WHAT IS BEING ASKED -> A word-for-word transcription of all the data is required.

RECORD SET ->
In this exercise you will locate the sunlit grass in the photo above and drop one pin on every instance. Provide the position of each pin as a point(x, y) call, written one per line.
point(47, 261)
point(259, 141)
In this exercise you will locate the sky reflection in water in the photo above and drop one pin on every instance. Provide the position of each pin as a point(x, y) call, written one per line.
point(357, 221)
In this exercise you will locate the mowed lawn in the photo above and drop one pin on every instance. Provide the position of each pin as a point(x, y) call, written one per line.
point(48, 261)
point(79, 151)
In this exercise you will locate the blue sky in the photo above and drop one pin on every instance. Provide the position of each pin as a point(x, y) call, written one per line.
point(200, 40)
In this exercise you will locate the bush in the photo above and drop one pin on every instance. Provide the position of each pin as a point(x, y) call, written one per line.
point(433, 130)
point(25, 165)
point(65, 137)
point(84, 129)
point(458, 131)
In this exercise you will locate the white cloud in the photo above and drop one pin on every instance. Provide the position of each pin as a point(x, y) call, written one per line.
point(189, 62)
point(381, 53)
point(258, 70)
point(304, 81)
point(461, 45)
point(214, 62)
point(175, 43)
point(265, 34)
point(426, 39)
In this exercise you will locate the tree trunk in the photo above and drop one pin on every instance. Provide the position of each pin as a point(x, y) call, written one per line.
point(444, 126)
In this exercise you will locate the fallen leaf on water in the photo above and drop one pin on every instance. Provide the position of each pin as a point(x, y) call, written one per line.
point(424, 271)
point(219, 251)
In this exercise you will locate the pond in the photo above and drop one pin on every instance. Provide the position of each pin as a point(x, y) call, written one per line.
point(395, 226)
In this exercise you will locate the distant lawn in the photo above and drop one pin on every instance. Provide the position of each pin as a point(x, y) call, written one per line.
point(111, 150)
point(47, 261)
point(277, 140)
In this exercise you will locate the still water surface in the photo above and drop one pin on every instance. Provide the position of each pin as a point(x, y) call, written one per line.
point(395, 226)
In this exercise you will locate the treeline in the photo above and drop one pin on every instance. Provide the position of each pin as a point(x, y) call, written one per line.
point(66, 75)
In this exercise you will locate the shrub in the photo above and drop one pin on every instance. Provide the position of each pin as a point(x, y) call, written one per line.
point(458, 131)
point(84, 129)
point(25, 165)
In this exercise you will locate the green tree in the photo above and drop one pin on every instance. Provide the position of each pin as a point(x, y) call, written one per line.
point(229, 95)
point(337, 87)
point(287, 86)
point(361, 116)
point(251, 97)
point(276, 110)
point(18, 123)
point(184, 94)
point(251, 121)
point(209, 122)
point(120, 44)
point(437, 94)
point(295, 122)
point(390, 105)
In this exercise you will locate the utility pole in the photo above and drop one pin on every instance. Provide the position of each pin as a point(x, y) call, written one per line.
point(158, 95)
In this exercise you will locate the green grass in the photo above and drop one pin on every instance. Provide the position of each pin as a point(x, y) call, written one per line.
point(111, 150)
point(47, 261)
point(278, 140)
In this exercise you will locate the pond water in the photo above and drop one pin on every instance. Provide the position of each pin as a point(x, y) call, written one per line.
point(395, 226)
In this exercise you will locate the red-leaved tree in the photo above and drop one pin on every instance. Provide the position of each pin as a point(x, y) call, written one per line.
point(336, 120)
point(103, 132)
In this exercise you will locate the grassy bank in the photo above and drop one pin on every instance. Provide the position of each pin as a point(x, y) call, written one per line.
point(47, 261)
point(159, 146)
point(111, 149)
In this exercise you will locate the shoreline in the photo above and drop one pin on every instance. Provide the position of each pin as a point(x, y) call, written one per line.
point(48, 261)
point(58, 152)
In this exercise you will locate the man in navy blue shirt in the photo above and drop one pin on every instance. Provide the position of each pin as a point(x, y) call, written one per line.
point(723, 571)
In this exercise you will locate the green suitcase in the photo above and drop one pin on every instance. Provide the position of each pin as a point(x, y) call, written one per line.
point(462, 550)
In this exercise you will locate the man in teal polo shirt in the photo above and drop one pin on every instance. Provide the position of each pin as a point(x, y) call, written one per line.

COMPLETED EXERCISE ->
In this exercise you will locate the sunlit grass in the photo above and drop one pin on every instance. Provide the position of each pin as a point(x, y) call, written one per line.
point(47, 261)
point(259, 141)
In this exercise you will locate the sky reflection in water in the photo above and drop one pin on every instance. Provide the position of each pin as a point(x, y) call, written one per line.
point(357, 221)
In this exercise you will locate the mowed lawn in the photo above and drop one pin on every instance. Provide the position of each pin as a point(x, y) call, written one per line.
point(48, 261)
point(79, 151)
In this exercise you will locate the blue sky in the photo above and drop one pin on every instance. Provide the position of each pin as a point(x, y) call, written one per line.
point(200, 40)
In this exercise you will locate the bush in the photo above and drop one pin on every instance. Provide the position of each pin as a point(x, y) call, written one per line.
point(433, 130)
point(25, 165)
point(65, 137)
point(84, 129)
point(458, 131)
In this exercise you will locate the white cloud in the photo above and drop one pin on every instance. Provide the position of each pin as a point(x, y) call, written one per line.
point(189, 62)
point(381, 53)
point(258, 70)
point(304, 81)
point(461, 45)
point(214, 62)
point(175, 43)
point(265, 34)
point(426, 39)
In this exercise you will locate the tree trunk in the photo above and drop one pin on every instance. Provide the position of each pin as a point(x, y) call, written one per line.
point(444, 126)
In this exercise you will locate the fallen leaf on water in the photo above and drop one pin on every instance. Provide the position of each pin as a point(x, y) call, written one per line.
point(424, 271)
point(219, 251)
In this exercise you will locate the pond in the photo above and drop one pin on every instance. Provide the position of each pin as a point(x, y) call, written one per line.
point(395, 226)
In this exercise you will locate the distant lawn in the photo above and drop one pin on every instance. Provide the position of each pin as a point(x, y) call, written one per line.
point(111, 150)
point(47, 261)
point(277, 140)
In this exercise you will locate the still water surface in the photo above and drop one pin on every instance. Provide the position of each pin as a point(x, y) call, written one per line.
point(395, 226)
In this exercise you will locate the treeline in the photo above and drop one pin on every instance. Provide the position of each pin as a point(x, y) call, written one per line.
point(66, 75)
In this exercise you will locate the shrub in the photo above and drop one pin on every instance. Provide the position of each pin as a point(x, y) call, written one per line.
point(458, 131)
point(84, 129)
point(25, 165)
In this exercise you will locate the green tree in the photo above and drop one pin on every instance. Provide the position of each pin as a point(x, y) call, written one per line.
point(229, 95)
point(337, 87)
point(287, 86)
point(361, 116)
point(251, 97)
point(276, 110)
point(18, 123)
point(184, 94)
point(251, 121)
point(209, 122)
point(120, 44)
point(437, 94)
point(295, 122)
point(390, 105)
In this exercise you will locate the utility pole in the photo above and drop one pin on every instance. Provide the position of each pin as a point(x, y) call, written one per line.
point(158, 95)
In this exercise you will locate the green grass in the photo above and drop one pin on every instance. Provide the position of each pin as a point(x, y) call, written one per line.
point(111, 150)
point(47, 261)
point(278, 140)
In this exercise you will locate the pond water in the photo above and drop one pin on every instance. Provide the position of each pin as a point(x, y) call, written one per line.
point(395, 226)
In this exercise you will locate the red-leaved tree in the photo above and drop one pin on every instance. Provide the position of each pin as a point(x, y) call, written one per line.
point(336, 120)
point(103, 132)
In this exercise you will locate the grassy bank in the photo above and drop one pin on every instance. Provide the position of each pin as a point(x, y) call, written one per line.
point(47, 261)
point(159, 146)
point(111, 149)
In this exercise you will locate the shoreline in the photo above and drop one pin on every instance. Provide the position of each pin as a point(x, y) call, written one per line.
point(48, 261)
point(58, 152)
In this exercise you will locate the man in navy blue shirt in the photo above and drop one pin on every instance. Provide the position of each pin as a point(x, y) call, written one per line.
point(723, 571)
In this exercise you will locate the green suitcase in the photo above and drop one pin on every instance. Provide the position of each pin as a point(x, y) call, written one per line.
point(462, 550)
In this exercise you will locate the man in teal polo shirt in the photo above and drop one pin on every instance. Provide the position of each pin as a point(x, y) call, written one per line.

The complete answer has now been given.